### QUESTIONS POSÉES:
1. D'après le texte sur la diététique au Burkina, depuis quelle année Jean-François ZERBO est-il à la retraite ?
2. Reproduisez le passage du texte sur la diététique au Burkina qui va de « Expliquez ce qu’est » jusqu'à « administrer aux patients. ».
3. Écrivez la suite du texte sur la diététique au Burkina, à partir de l'endroit où il s'arrête.

### TEXTE EXTRAIT:
□ □ □

Absolument. Mais malheureusement la diététique n’est pas trop connue au Burkina parce qu’on ne trouve pas les diététiciens dans les centres hospitaliers or les diététiciens sont indispensables dans les structures hospitalières pour lutter contre la dénutrition hospitalière. On peut dire qu’elle est développée en Côte d’Ivoire, au Sénégal, au Mali, mais ici, il n’y a pas de diététicien. Le seul diététicien que j’ai connu, c’était monsieur Jean-François ZERBO qui est allé à la retraite depuis 2000, qui a été réquisitionné deux fois par l’hôpital Yalgado parce qu’il y avait un manque de compétence. Il a plusieurs fois réclamé à l’État burkinabè d’envoyer des jeunes se former sur la diététique et venir prendre la relève. Et je crois que je suis une relève et j’espère qu’un jour l’État burkinabè, le ministère de la santé prendra conscience de la dénutrition hospitalière dans les structures hospitalières plus précisément à Yalgado où beaucoup de patients meurent par manque de soutien nutritionnel. C’est vrai que le traitement médicamenteux joue un grand rôle, mais l’alimentation joue aussi un grand rôle.
Expliquez ce qu’est que la dénutrition hospitalière
La nutrition hospitalière, c’est faire l’état nutritionnel de chaque patient, composer des régimes, aider la cuisine à composer les menus en fonction des pathologies, s’assurer que la cuisine a respecté les doses et c’est le diététicien qui part ensuite administrer aux patients.

□ □ □

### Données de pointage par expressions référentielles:
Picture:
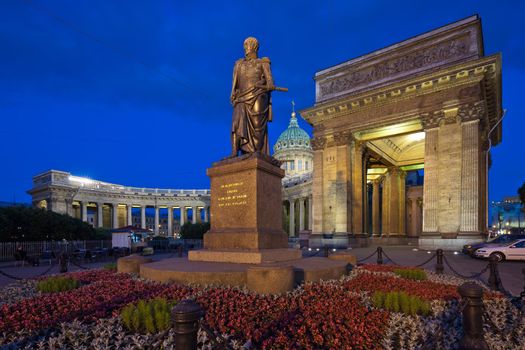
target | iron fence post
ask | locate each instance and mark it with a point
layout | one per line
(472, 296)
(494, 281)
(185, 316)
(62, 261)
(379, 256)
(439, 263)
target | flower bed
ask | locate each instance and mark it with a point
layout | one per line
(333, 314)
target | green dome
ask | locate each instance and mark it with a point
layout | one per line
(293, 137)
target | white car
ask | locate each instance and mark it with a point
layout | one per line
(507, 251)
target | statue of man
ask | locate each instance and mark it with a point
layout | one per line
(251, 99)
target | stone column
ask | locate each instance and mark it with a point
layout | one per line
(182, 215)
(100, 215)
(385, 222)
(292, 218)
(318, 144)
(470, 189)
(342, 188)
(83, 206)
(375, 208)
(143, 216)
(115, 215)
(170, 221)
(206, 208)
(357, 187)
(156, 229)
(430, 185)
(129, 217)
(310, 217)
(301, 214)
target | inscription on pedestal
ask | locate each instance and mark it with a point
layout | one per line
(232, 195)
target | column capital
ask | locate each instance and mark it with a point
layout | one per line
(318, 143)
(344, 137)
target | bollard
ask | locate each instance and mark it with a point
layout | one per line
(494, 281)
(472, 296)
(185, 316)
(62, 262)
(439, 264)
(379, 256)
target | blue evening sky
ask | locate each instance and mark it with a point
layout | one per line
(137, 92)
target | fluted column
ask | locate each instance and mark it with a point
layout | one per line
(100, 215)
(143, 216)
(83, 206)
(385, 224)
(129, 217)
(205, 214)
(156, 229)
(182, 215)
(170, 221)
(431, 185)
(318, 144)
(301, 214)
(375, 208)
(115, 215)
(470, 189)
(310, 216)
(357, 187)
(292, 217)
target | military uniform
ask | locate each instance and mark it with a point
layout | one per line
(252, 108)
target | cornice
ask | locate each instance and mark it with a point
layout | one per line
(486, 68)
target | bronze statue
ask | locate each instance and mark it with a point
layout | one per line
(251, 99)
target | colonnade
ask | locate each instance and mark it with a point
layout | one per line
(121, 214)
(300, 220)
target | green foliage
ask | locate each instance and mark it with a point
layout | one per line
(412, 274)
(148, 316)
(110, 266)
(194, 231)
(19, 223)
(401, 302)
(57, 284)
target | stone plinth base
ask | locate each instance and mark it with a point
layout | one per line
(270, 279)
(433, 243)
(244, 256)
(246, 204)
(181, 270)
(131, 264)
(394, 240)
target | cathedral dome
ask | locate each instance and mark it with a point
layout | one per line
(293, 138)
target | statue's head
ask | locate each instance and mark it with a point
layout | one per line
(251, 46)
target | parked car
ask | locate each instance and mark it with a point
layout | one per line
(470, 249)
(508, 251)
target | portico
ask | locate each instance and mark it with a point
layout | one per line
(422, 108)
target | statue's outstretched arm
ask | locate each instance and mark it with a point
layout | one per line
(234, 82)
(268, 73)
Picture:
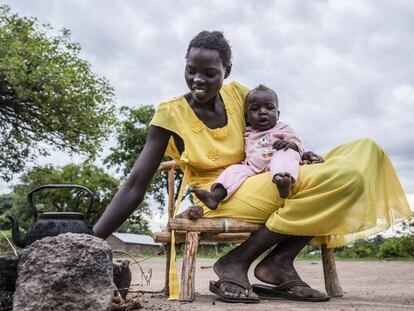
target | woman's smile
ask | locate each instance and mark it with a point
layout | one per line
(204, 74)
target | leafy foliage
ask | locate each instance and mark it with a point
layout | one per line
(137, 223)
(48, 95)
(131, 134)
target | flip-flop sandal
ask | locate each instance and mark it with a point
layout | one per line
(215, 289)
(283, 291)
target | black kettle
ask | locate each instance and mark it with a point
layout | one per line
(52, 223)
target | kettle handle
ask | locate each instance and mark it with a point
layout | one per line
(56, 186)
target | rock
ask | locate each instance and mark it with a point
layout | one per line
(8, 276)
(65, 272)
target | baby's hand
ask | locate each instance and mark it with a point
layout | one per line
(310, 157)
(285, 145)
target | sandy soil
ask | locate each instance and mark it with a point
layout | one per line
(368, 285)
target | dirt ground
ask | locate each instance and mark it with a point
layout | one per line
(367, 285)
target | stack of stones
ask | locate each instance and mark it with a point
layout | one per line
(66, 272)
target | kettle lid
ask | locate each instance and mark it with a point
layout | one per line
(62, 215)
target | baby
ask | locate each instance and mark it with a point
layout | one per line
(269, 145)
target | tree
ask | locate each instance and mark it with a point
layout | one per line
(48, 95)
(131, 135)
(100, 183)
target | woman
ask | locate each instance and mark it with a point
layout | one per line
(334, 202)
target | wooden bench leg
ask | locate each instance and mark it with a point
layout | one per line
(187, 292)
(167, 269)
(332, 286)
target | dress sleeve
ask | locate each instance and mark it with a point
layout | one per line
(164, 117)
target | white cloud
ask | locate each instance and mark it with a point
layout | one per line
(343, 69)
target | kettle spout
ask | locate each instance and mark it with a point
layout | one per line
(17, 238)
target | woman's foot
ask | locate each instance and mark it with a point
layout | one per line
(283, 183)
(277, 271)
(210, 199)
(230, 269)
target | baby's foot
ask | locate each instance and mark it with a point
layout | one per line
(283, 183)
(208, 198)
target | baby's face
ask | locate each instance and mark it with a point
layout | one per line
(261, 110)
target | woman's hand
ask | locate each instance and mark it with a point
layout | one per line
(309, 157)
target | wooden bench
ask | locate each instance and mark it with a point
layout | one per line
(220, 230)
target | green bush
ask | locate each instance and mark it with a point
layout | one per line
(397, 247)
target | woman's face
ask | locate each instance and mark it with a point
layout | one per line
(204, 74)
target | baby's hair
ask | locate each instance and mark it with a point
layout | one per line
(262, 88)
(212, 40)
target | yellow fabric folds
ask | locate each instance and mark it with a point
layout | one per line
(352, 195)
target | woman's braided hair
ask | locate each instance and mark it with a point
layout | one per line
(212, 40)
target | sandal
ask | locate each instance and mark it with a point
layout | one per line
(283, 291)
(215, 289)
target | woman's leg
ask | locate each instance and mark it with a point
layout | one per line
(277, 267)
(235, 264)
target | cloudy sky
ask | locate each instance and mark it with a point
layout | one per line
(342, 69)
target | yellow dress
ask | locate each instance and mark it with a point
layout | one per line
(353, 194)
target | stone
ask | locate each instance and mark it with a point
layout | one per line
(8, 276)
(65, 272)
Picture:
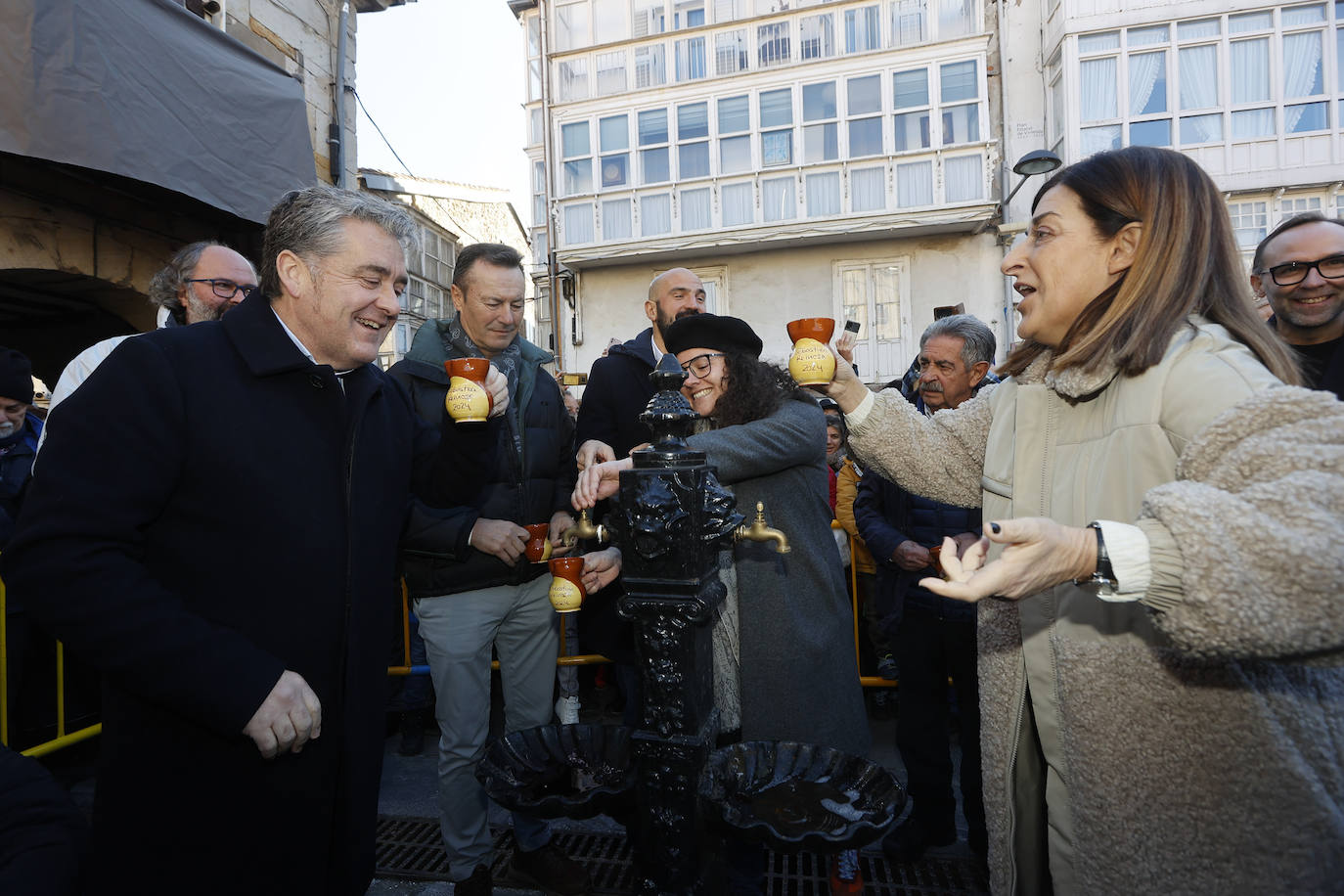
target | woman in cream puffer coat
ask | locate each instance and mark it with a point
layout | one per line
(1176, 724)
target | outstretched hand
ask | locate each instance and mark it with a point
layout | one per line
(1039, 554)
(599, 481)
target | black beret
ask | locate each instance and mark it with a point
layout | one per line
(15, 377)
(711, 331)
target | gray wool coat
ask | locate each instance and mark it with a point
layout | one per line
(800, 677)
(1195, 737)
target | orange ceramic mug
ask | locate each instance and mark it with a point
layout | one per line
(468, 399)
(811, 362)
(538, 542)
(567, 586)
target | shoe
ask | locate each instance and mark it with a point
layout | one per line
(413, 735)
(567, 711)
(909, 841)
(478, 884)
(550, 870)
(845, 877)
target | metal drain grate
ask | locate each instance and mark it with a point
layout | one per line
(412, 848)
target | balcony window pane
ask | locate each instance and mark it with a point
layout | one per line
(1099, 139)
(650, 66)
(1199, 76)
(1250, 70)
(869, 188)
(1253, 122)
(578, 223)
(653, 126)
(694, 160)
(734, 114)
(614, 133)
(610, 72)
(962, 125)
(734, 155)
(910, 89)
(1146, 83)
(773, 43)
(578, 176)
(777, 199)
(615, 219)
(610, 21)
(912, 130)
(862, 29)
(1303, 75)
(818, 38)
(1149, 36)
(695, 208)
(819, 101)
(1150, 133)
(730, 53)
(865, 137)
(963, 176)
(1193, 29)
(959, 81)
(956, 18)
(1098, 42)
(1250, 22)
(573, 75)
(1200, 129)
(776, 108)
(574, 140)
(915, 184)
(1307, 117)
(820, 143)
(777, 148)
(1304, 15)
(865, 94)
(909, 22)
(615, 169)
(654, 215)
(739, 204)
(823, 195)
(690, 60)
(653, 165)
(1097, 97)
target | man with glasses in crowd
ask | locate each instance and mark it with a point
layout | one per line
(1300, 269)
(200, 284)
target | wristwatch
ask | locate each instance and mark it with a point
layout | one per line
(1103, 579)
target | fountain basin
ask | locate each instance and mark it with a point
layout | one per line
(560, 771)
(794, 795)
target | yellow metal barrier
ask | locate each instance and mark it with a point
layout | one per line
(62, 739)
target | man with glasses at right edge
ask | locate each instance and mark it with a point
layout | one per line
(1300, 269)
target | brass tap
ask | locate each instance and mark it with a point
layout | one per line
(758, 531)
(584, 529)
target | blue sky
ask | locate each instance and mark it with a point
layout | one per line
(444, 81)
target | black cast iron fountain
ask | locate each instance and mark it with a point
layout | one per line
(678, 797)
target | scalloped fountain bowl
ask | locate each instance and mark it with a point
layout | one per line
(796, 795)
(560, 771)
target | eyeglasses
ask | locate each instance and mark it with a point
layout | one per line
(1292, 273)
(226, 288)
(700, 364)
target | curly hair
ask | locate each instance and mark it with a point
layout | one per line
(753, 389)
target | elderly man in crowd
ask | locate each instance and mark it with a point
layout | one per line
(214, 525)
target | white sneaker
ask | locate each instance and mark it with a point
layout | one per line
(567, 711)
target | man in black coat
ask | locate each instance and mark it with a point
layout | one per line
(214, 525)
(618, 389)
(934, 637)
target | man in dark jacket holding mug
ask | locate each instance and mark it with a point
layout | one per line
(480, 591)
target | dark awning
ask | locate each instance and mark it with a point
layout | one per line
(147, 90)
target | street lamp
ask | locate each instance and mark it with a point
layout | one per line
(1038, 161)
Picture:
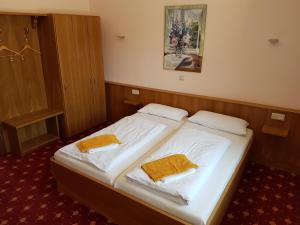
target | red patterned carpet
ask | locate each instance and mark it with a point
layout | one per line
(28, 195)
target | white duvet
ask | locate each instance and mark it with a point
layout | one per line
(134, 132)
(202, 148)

□ □ □

### LES RÉPONSES:
1. Depuis 2000.

2.
Expliquez ce qu’est que la dénutrition hospitalière
La nutrition hospitalière, c’est faire l’état nutritionnel de chaque patient, composer des régimes, aider la cuisine à composer les menus en fonction des pathologies, s’assurer que la cuisine a respecté les doses et c’est le diététicien qui part ensuite administrer aux patients.

3.
Mais jusqu’ici au Burkina, en réanimation, il y a un grave problème de diététique, les patients souffrent de dénutrition. Et moi Je me suis spécialisée en nutrition entérale et parentérale où j’ai même proposé un produit local pour lequel j’ai fait ressortir la valeur microbiologique, la valeur physicochimique, la valeur nutritionnelle, et dont je suis en train de faire l’agrégation pour pouvoir aider les patients. Par exemple le diététicien est indispensable dans une structure hospitalière surtout en réanimation pour aider la renutrition des patients sur leur lit
La formation pour un diététicien se fait donc à l’extérieur ?
Je n’ai pas encore vu ici. Pour le moment, le Burkina ne parle pas de la diététique. Jusqu’à présent on n’a pas encore de diététiciens dans les centres hospitaliers pour lutter contre la dénutrition hospitalière. Mon rêve c’est de voir un Burkina sans maladie chronique, sans malnutrition.
« SUR QUATRE PATIENTS HOSPITALISÉS DEUX SOUFFRENT DE DÉNUTRITION HOSPITALIÈRE. LA PLUPART MEURT PAR FAUTE DE SUIVI NUTRITIONNEL »
En tant que diététicienne avertie pourquoi n’attirez-vous l’attention des autorités sur la situation de manque de diététiciens que connaissent nos hôpitaux ?
J’ai fait ce que je pouvais ! J’ai même été volontaire à l’hôpital Yalgado, mais jusqu’alors je n’ai pas encore eu de retour. Je me suis installée à Yalgado en néphrologie, en pédiatrie, mais là j’ai préféré aller en privé parce que je n’ai pas eu gain de cause. Jusqu’alors l’État ne pense pas recruter des diététiciens. Je ne sais pas si c’est une négligence, mais j’ai espoir que cela viendra. Malheureusement au Burkina on fixe le regard sur la communauté et on oublie l’hôpital, on oublie, la clinique. C’est vrai c’est bon d’aider pour les problèmes communautaires, mais n’oublions pas aussi qu’en milieu hospitalier, les patients ont aussi besoin de suivi nutritionnel.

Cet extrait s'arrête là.